*** Block opens ***

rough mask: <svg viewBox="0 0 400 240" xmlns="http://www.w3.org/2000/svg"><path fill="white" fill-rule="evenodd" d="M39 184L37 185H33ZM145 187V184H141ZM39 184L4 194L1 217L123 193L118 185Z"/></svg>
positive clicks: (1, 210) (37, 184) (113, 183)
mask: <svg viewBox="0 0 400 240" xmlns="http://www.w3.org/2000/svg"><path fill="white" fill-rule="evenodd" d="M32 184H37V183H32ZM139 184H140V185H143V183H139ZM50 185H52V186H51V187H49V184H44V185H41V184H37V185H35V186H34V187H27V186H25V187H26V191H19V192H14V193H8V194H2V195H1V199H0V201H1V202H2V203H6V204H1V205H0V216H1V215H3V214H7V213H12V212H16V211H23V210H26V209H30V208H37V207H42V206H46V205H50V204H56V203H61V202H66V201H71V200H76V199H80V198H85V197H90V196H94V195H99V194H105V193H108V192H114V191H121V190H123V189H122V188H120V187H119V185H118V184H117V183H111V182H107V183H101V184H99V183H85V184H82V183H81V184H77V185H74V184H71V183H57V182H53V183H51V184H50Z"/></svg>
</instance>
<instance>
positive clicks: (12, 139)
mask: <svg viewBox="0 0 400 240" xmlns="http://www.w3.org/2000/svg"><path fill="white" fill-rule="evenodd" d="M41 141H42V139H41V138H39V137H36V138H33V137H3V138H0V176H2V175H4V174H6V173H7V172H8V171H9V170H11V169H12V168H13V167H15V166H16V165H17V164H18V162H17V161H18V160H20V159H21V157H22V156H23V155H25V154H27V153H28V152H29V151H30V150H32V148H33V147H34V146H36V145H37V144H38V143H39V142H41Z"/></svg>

*** Block closes ***

◆ Task description
The records above are to be copied in full, exactly as written.

◆ Response area
rough mask: <svg viewBox="0 0 400 240" xmlns="http://www.w3.org/2000/svg"><path fill="white" fill-rule="evenodd" d="M39 184L37 185H33ZM145 187V184H141ZM39 184L4 194L1 217L123 193L118 185Z"/></svg>
positive clicks: (1, 210) (37, 184) (113, 183)
mask: <svg viewBox="0 0 400 240" xmlns="http://www.w3.org/2000/svg"><path fill="white" fill-rule="evenodd" d="M32 184H37V183H32ZM139 184H140V185H143V183H139ZM50 185H52V186H51V187H49V184H44V185H41V184H37V185H35V186H34V187H27V186H25V187H26V191H19V192H14V193H8V194H2V195H1V199H0V201H1V202H2V203H6V204H1V205H0V216H1V215H3V214H7V213H12V212H16V211H23V210H26V209H30V208H37V207H42V206H46V205H50V204H56V203H61V202H66V201H71V200H76V199H80V198H85V197H90V196H94V195H99V194H105V193H108V192H114V191H121V190H123V189H122V188H120V187H119V185H118V184H117V183H111V182H107V183H101V184H99V183H85V184H82V183H81V184H77V185H74V184H71V183H57V182H53V183H51V184H50Z"/></svg>
</instance>
<instance>
positive clicks: (12, 139)
mask: <svg viewBox="0 0 400 240" xmlns="http://www.w3.org/2000/svg"><path fill="white" fill-rule="evenodd" d="M41 141H42V139H41V138H39V137H36V138H33V137H3V138H0V176H2V175H4V174H6V173H7V172H8V171H9V170H11V169H12V168H13V167H15V166H16V165H17V164H18V162H17V161H18V160H20V159H21V157H22V156H23V155H25V154H27V153H28V152H29V151H30V150H32V148H33V147H34V146H36V145H37V144H38V143H39V142H41Z"/></svg>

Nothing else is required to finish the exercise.